- **OBJECTIVE**
Rewrite the stretch from the line containing "[locate] evergreen tree (one point each)" through the end of the lines, putting "one point apiece" wherever "one point each" appears and changing nothing else. Leave the pictures out of your answer.

--- DATA EXCERPTS ---

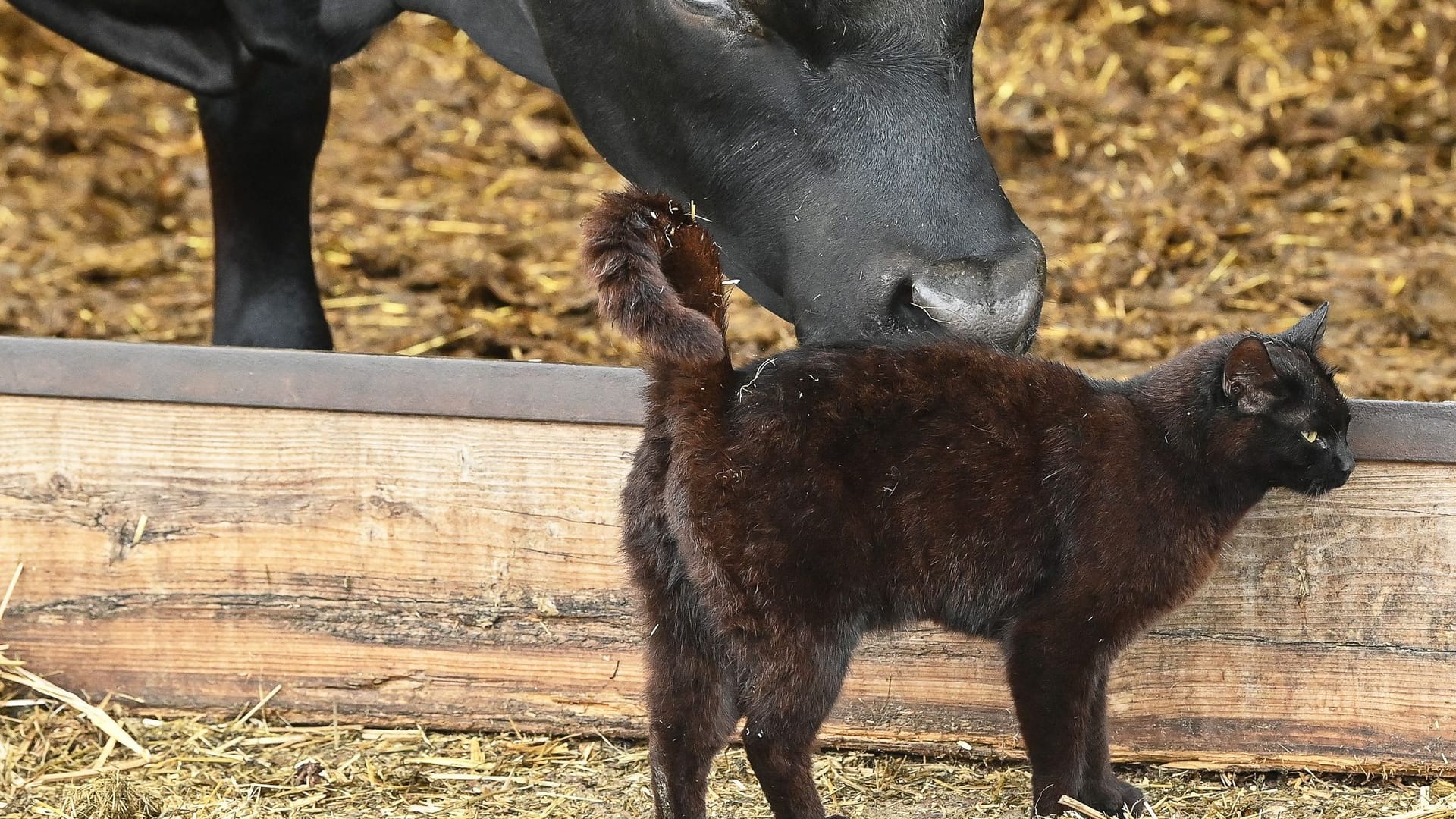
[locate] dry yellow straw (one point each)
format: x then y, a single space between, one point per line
14 672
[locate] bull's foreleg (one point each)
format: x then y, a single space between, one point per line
261 148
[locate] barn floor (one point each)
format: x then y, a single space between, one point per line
224 770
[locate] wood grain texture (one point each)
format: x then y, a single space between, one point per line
465 573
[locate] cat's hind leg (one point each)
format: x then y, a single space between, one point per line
692 707
789 686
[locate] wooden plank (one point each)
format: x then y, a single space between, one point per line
465 573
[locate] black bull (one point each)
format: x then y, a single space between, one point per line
832 142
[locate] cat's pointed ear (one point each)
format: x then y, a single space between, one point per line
1250 379
1310 331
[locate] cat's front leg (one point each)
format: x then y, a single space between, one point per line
1101 787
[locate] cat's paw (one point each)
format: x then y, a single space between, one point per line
1116 798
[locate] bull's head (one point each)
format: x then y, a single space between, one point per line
833 143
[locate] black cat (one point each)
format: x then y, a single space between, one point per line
777 513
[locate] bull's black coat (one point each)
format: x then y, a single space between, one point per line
795 124
777 513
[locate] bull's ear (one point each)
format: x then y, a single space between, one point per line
1310 331
1250 379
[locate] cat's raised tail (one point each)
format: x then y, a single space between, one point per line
658 278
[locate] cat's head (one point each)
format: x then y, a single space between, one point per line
1288 416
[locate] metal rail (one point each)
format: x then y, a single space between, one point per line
469 388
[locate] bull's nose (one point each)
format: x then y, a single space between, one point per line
995 302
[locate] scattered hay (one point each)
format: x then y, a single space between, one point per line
109 798
220 768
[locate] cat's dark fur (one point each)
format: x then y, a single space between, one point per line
777 513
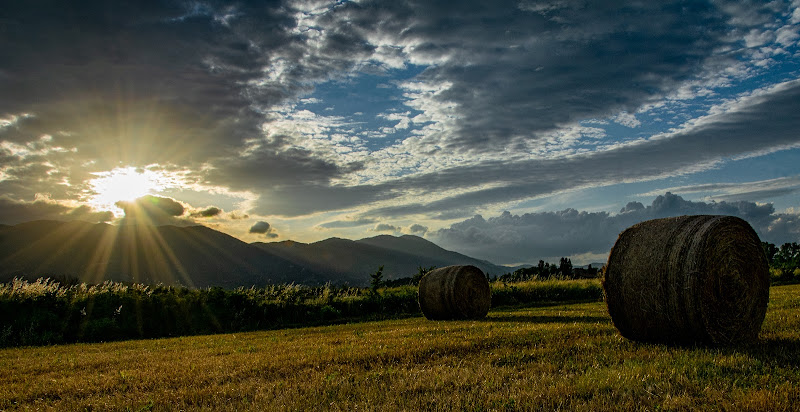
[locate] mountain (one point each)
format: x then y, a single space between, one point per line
192 256
352 261
198 256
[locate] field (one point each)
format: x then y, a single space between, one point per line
564 356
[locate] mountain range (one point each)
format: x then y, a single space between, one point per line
197 256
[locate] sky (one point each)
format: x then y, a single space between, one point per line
511 131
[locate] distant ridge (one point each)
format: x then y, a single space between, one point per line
190 256
353 261
198 256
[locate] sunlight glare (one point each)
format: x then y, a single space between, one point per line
126 184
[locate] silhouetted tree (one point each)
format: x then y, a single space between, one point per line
376 281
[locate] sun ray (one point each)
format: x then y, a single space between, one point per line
127 184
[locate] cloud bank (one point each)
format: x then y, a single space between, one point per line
532 236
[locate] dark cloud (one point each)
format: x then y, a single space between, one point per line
184 83
532 236
338 224
153 210
207 212
385 227
729 135
260 227
13 212
196 84
514 69
264 228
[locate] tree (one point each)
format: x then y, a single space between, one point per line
376 281
421 271
565 268
769 250
787 257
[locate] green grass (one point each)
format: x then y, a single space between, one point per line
46 312
546 357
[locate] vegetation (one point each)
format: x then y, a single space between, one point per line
47 312
784 262
546 357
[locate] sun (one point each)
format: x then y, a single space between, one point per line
124 183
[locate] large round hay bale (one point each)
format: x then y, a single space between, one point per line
454 292
688 280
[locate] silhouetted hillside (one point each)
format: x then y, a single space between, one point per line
353 261
191 256
197 256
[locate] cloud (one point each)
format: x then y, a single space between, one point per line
489 118
385 227
726 134
260 227
752 191
532 236
43 208
339 224
263 228
417 228
153 210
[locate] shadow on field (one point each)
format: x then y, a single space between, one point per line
548 319
779 351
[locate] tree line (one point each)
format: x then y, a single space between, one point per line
784 261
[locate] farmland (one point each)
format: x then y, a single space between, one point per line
546 356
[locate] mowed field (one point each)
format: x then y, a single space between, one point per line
548 357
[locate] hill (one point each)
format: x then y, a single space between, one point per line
198 256
353 260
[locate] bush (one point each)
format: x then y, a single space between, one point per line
45 312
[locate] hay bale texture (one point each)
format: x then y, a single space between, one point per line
688 280
454 292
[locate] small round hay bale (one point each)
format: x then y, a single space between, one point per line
454 292
688 280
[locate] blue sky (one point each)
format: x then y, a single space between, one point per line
511 131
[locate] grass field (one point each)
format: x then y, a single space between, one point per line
548 357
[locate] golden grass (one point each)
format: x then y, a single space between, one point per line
537 358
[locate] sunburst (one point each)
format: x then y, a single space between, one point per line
124 184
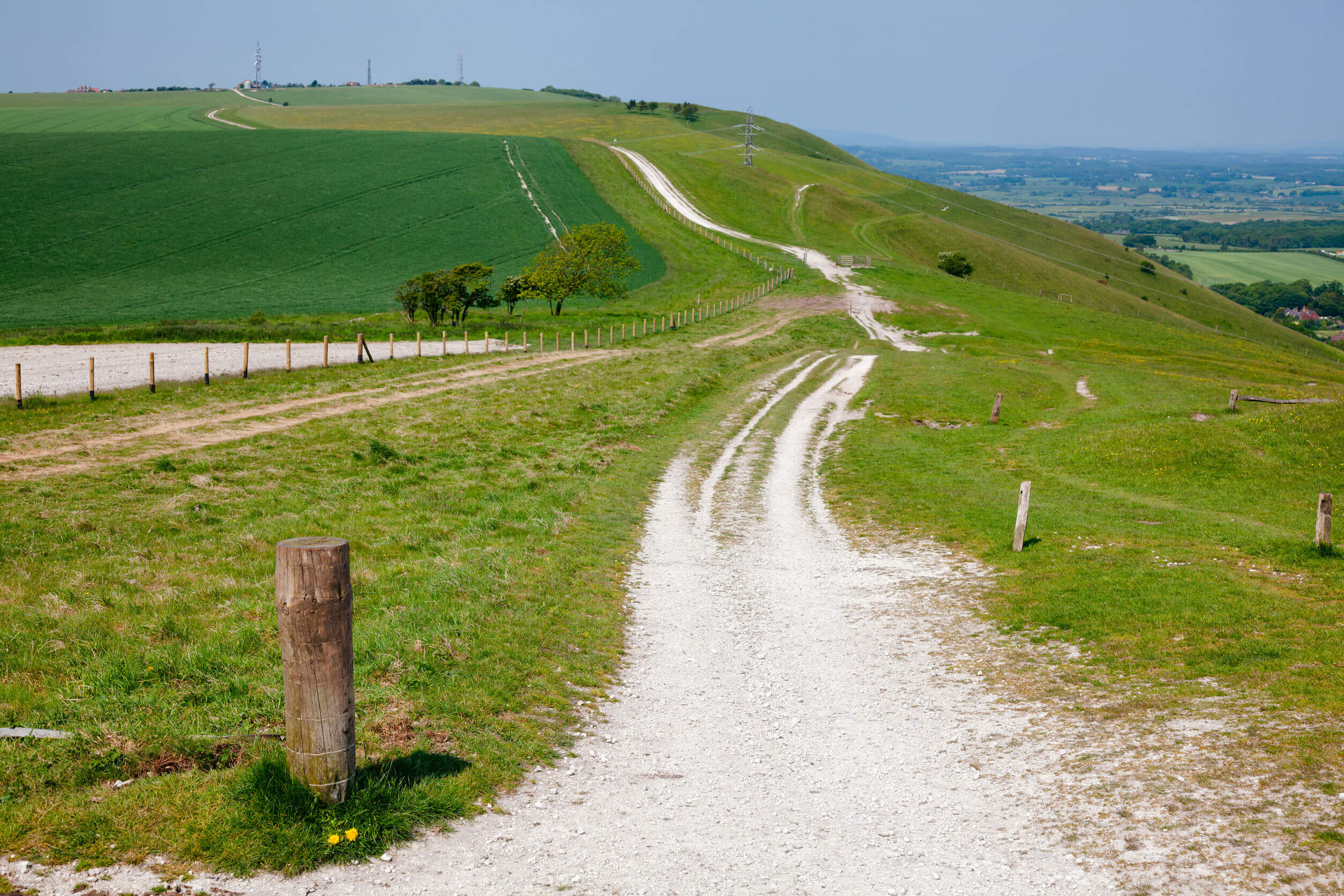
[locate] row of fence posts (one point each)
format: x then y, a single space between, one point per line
363 351
1324 516
1324 502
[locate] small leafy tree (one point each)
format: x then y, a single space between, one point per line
409 296
514 290
954 264
468 287
592 260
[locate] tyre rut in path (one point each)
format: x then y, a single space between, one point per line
784 725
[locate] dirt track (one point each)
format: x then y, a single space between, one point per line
64 370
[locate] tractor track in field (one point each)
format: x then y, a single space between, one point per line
46 452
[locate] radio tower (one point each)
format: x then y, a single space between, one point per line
748 145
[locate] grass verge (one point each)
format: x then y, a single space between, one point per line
488 535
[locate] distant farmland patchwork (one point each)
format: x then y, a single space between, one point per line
1249 268
118 227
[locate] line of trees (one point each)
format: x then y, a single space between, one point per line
687 110
591 260
1268 297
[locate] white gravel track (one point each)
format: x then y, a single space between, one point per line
863 301
64 370
784 725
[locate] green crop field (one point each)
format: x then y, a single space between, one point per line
72 118
1249 268
140 227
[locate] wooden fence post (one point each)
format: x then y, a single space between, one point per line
1324 513
315 613
1023 505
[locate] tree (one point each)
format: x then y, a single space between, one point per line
467 287
514 290
592 260
954 264
446 293
409 296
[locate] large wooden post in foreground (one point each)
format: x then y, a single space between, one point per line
1324 515
315 613
1023 505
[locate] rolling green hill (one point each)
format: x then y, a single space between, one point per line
139 227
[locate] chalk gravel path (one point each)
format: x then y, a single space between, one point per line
863 301
64 370
784 726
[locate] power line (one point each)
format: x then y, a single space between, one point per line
748 145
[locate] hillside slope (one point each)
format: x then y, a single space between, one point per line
136 227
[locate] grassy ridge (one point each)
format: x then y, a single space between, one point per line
847 208
113 118
138 227
1170 547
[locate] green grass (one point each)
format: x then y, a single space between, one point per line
1170 602
487 543
1249 268
112 118
139 227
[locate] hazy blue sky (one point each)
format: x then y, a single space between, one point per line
1176 73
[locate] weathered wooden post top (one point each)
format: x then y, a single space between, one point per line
315 609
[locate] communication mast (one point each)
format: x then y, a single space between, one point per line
748 145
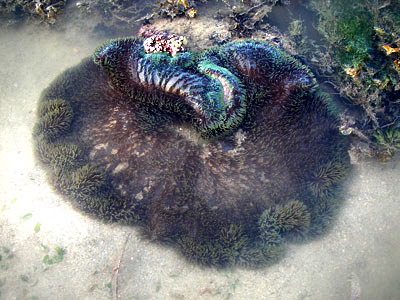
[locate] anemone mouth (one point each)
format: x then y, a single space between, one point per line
121 153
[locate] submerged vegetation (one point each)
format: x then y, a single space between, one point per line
361 59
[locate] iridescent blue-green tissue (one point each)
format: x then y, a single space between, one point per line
225 154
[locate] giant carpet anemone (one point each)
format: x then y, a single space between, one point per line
225 154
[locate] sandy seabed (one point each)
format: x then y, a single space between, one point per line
360 252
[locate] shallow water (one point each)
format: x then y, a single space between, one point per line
101 260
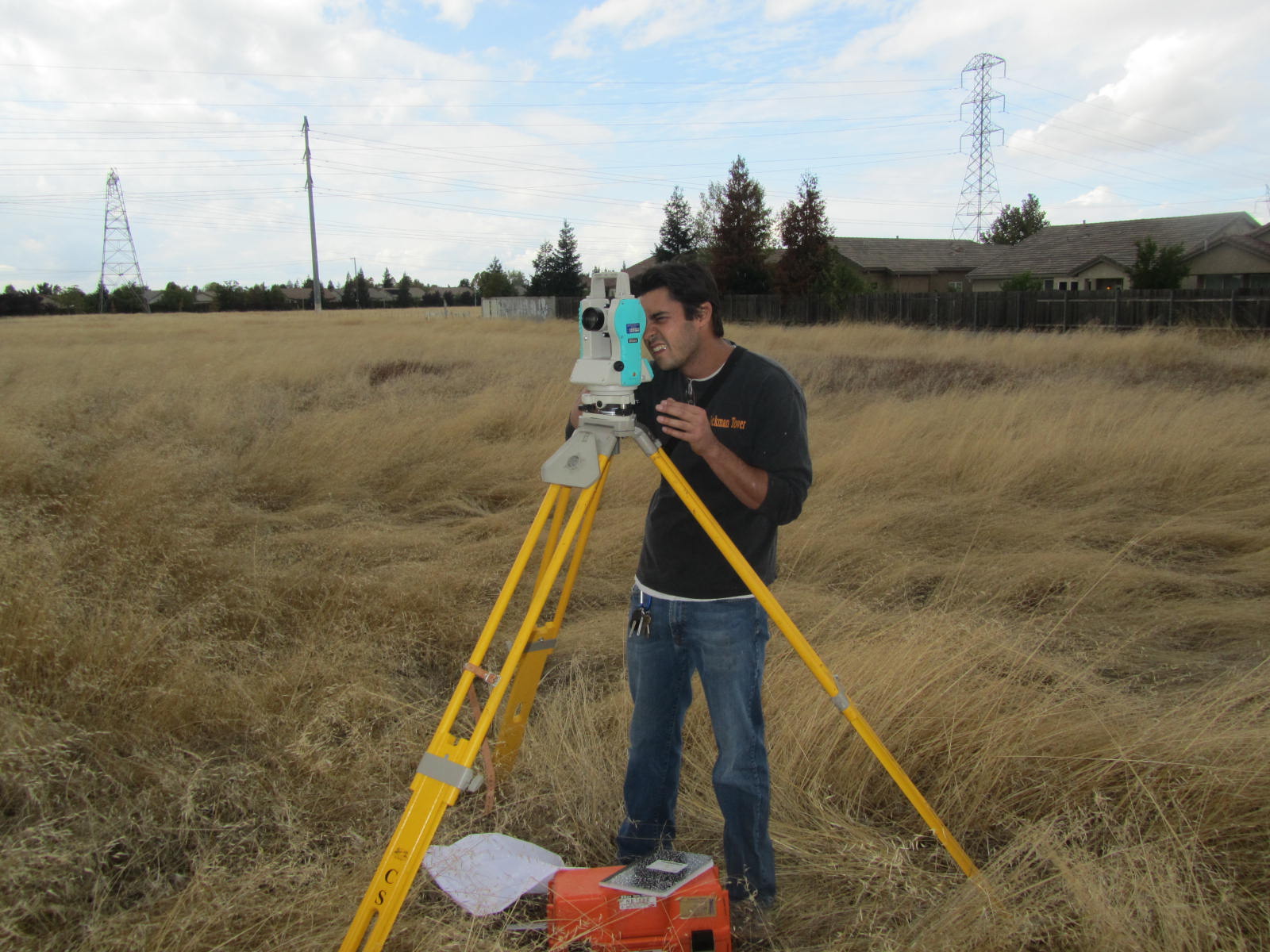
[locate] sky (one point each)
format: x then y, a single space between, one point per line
444 133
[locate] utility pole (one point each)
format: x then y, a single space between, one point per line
979 194
118 254
313 228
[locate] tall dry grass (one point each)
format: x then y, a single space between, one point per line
244 558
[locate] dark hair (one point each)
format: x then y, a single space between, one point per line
691 285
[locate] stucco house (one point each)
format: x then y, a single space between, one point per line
1098 255
1232 262
914 264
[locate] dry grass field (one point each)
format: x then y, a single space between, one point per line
244 558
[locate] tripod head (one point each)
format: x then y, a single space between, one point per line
610 365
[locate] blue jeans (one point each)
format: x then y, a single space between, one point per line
725 644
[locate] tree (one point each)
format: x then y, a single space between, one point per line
1016 224
840 281
175 298
127 298
404 290
804 228
541 278
677 232
743 236
1024 281
706 221
493 282
568 277
1159 268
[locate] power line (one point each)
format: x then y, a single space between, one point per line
979 196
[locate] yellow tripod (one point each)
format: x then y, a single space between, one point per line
446 768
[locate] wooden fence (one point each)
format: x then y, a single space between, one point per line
1005 310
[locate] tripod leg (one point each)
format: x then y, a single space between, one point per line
444 770
529 674
806 653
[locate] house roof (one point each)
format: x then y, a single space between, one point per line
1066 249
1245 243
914 255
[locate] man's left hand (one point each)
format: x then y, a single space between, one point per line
689 424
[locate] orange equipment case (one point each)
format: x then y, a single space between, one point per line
583 914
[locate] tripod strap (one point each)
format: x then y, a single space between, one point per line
713 385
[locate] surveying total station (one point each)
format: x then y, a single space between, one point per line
610 367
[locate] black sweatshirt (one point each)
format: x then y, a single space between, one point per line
760 414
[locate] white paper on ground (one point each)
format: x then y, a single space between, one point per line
486 873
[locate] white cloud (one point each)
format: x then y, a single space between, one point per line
456 12
1099 196
637 25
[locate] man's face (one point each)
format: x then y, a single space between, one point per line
672 340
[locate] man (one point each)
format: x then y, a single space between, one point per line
734 424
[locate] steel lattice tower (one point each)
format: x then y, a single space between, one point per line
118 254
979 194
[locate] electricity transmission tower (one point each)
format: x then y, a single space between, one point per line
979 194
118 254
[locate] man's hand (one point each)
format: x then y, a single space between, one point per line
687 423
691 425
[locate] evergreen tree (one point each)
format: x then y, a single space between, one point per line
677 232
543 266
493 282
1016 224
567 271
743 236
706 221
1159 268
804 228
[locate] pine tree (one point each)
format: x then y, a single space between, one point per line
543 266
706 221
743 236
1016 224
677 230
493 282
806 232
567 264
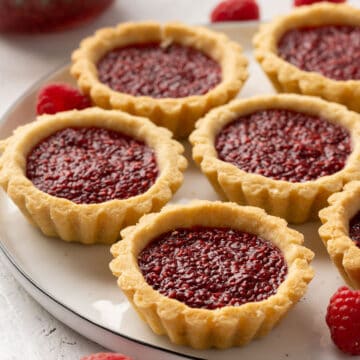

---

- **EXERCISE RESPONSE**
[locate] evergreen tree (one point apiece)
format: x then y, a single space between, one point per line
677 232
543 266
493 282
1016 224
567 271
743 236
706 221
1159 268
804 228
[locate] pine tree (one point apiece)
format: x then y, a single space between, one point per line
543 266
706 221
743 236
1016 224
677 230
493 282
806 232
567 264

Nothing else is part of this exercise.